"""

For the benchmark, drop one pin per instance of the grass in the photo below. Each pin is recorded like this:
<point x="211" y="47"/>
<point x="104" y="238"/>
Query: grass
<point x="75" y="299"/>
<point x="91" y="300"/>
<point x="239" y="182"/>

"""

Print every line of the records exactly. Omit nothing.

For the benchmark, drop one pin per instance of the grass in the photo below. Each pin is recorded like this:
<point x="211" y="47"/>
<point x="104" y="238"/>
Query: grass
<point x="75" y="299"/>
<point x="91" y="300"/>
<point x="239" y="182"/>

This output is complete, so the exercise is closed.